***** Available records

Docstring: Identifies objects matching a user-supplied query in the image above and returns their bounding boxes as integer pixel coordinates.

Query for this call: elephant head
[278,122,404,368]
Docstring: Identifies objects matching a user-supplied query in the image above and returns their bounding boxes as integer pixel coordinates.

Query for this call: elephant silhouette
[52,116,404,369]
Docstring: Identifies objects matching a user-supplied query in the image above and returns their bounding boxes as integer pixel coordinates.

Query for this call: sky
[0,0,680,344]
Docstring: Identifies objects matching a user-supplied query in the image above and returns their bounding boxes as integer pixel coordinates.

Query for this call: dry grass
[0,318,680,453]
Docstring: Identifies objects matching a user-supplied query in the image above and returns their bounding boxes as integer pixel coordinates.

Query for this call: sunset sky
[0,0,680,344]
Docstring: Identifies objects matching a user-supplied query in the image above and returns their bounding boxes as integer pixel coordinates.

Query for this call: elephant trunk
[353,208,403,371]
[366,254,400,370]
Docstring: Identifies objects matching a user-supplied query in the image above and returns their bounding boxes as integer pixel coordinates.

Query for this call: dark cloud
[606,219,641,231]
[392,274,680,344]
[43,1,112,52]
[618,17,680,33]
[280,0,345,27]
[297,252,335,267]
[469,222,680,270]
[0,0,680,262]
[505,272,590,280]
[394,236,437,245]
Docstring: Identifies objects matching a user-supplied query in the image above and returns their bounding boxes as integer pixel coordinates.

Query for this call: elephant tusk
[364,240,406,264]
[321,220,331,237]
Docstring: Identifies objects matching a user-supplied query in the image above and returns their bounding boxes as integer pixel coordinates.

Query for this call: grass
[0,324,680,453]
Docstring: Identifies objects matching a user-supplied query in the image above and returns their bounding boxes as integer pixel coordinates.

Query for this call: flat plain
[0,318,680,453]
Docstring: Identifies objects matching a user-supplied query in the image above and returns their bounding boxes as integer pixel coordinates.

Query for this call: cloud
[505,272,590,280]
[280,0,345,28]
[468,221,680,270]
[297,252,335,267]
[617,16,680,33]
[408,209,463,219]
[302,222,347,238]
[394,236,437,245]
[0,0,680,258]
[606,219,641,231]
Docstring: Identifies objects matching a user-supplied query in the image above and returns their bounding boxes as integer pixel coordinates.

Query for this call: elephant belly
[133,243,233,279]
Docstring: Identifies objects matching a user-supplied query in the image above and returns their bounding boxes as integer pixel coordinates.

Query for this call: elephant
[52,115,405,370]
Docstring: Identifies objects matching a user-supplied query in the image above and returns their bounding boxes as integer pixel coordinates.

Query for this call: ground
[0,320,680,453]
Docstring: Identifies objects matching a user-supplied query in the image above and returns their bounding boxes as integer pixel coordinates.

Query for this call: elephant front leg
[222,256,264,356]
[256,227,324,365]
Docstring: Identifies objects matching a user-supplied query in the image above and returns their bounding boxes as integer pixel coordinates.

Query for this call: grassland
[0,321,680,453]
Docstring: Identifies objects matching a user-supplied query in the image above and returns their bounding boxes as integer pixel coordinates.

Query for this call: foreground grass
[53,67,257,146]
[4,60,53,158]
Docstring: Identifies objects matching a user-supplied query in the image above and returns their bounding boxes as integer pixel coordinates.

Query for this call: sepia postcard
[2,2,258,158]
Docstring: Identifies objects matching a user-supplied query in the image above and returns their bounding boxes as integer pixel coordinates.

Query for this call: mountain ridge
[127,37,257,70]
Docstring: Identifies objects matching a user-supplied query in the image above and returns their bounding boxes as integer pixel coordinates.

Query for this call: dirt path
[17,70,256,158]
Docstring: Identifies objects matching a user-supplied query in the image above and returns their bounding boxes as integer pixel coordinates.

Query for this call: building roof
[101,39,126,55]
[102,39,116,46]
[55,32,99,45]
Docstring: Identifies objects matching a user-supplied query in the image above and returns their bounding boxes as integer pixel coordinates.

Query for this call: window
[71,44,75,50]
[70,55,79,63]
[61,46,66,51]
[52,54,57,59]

**********

Format every line as a numbered list, beginning with the first line of the entries and ending with the line that contains "[52,116,404,369]", both included. Leave out blank lines.

1. Docstring: Identifies objects matching a user-supplied query in the image above and returns their bounding boxes as integer pixel coordinates.
2. Query for this call: elephant head
3. [278,122,404,368]
4. Docstring: Identifies objects matching a user-supplied query in the image above and returns their bounding boxes as integer pixel coordinates.
5. Query for this call: elephant silhouette
6. [52,116,404,369]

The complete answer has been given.